* Aim of the exercise: Reproduce the passage of the offshore wind turbine software article word for word, starting at "Professor Blair Perot" and ending at "of offshore wind turbines.".

* Excerpt provided:
■ ■ ■ ■ ■ ■ ■

Professor Blair Perot of the Mechanical and Industrial Engineering Department is the principal investigator on a two-year, $1.18-million ARPA-E grant to support the creation of pioneering software for simulating offshore wind turbines. The new software will leverage an existing user animation interface called Blender to replace the currently used CAD software, which tends to have a steep learning curve, is commercial and expensive, and has a framework geared towards static views and design, not the complex, real-world dynamics of offshore wind turbines.
As Perot and his collaborators say, this Blender animation software “represents objects and the user experience in a way which is intuitive to dynamics and control simulations. This will vastly improve the user experience for the proposed software compared to traditional simulation approaches. The learning curve is much easier for Blender than it is for any CAD software.”
The researchers explain that “a floating off-shore wind turbine is a case study in coupled dynamics. Wave action can pitch and heave the platform. Aerodynamic drag and rotational inertia can pitch and yaw the platform. The solid structures can vary widely in their flexibility from the fairly stiff tower, to the partially flexible blades and trailing wing, to the very flexible foam pontoons.”

■ ■ ■ ■ ■ ■ ■

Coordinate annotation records

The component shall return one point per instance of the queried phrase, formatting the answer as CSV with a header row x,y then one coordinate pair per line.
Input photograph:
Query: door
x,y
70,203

■ ■ ■ ■ ■ ■ ■

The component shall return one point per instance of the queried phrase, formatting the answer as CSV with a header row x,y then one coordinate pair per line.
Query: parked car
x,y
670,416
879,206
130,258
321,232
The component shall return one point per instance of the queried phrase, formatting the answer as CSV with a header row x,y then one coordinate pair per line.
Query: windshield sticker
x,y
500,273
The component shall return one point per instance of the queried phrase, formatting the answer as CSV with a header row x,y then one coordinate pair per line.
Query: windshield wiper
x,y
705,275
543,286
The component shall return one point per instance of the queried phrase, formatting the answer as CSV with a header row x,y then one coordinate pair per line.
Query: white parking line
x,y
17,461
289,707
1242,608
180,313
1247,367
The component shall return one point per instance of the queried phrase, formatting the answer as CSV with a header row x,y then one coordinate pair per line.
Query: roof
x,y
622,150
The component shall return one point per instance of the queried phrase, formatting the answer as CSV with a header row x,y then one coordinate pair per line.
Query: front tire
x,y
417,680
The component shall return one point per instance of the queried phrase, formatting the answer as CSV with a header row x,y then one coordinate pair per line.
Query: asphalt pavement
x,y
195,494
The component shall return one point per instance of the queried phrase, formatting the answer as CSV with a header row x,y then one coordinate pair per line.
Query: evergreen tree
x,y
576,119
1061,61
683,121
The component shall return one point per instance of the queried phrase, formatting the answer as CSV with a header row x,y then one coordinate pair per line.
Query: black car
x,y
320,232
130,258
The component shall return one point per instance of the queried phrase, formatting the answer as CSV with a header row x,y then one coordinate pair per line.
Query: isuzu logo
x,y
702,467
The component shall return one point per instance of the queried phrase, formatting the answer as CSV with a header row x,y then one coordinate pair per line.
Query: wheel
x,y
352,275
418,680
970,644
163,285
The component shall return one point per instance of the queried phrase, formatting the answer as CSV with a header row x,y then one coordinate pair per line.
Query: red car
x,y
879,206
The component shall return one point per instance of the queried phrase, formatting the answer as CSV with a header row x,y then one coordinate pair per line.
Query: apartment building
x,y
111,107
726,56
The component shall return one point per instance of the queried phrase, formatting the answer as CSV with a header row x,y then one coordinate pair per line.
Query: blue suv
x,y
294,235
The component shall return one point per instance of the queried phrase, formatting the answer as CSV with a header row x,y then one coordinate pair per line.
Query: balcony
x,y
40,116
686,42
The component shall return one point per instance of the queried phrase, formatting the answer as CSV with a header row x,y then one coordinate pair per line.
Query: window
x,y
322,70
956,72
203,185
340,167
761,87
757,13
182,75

■ ■ ■ ■ ■ ■ ■

* Task answer:
Professor Blair Perot of the Mechanical and Industrial Engineering Department is the principal investigator on a two-year, $1.18-million ARPA-E grant to support the creation of pioneering software for simulating offshore wind turbines. The new software will leverage an existing user animation interface called Blender to replace the currently used CAD software, which tends to have a steep learning curve, is commercial and expensive, and has a framework geared towards static views and design, not the complex, real-world dynamics of offshore wind turbines.